• [What you have to do]: Write out the material below exactly, beginning at the line that contains "Q: For every instance of the dock" and ending with its last line, both ends included; write nothing else.

** Start of Exercise data **

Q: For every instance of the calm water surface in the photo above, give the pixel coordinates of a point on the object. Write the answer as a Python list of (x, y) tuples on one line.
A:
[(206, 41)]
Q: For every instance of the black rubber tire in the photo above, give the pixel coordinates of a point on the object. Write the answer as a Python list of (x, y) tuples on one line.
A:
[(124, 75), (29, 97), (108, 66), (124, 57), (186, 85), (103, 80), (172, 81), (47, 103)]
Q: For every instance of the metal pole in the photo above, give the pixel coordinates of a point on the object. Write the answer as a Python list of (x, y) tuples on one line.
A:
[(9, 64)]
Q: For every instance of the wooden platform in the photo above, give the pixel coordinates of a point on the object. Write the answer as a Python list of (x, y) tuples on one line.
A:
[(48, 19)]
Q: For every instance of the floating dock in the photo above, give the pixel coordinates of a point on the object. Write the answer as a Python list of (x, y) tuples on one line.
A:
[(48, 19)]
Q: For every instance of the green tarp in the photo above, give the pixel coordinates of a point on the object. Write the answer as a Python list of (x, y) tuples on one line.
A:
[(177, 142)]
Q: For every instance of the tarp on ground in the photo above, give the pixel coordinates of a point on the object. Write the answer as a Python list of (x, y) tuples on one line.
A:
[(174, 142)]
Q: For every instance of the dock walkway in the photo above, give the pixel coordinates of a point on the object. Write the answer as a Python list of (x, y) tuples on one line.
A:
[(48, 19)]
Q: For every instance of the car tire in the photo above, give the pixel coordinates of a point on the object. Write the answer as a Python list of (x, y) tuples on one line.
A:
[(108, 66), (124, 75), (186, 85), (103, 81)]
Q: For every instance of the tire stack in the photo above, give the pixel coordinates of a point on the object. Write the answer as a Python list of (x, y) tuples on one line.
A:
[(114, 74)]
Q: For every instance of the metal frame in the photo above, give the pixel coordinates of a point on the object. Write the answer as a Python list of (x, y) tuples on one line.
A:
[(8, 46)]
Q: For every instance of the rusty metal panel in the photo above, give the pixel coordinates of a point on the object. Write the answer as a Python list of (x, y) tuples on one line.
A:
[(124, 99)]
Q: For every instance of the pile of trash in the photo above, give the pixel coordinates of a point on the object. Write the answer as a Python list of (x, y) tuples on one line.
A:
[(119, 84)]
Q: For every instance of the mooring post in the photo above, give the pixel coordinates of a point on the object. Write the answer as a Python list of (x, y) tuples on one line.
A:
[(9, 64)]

** End of Exercise data **

• [Written answer]:
Q: For every instance of the dock walkway in the photo above, give the pixel coordinates of a point on the object. Write the answer as a Python list of (x, y) tuples on one line.
A:
[(48, 19)]
Q: For every instance of the car tire in the photo above, give the pixel coordinates of a point on the object. Write the answer as a Python list of (x, y) tuples on one line.
A:
[(108, 66), (124, 75), (186, 85), (103, 81)]
Q: For every instance of the tire stack in the photo above, give the pixel coordinates of a point on the object. Write the answer as a Python list of (x, y) tuples on one line.
A:
[(114, 74)]
Q: For every instance of the metal frame in the photo above, give the pixel coordinates of a point on the object. Write the answer as a Python list of (x, y) tuples on one line.
A:
[(8, 46)]
Q: For every instance of the rusty metal panel in the photo above, give the pixel coordinates of a point on the object. Write the answer as a Python list of (x, y) tuples on one line.
A:
[(124, 99)]
Q: For every instance of the pile of trash in the photo above, give the pixel coordinates of a point on the object. Write the answer as a Python list of (x, y) tuples on one line.
A:
[(119, 84)]
Q: For every instance of the mooring post in the photo above, give the pixel coordinates of a point on the object. Write the answer as a Python list of (x, y) tuples on one line.
A:
[(9, 64)]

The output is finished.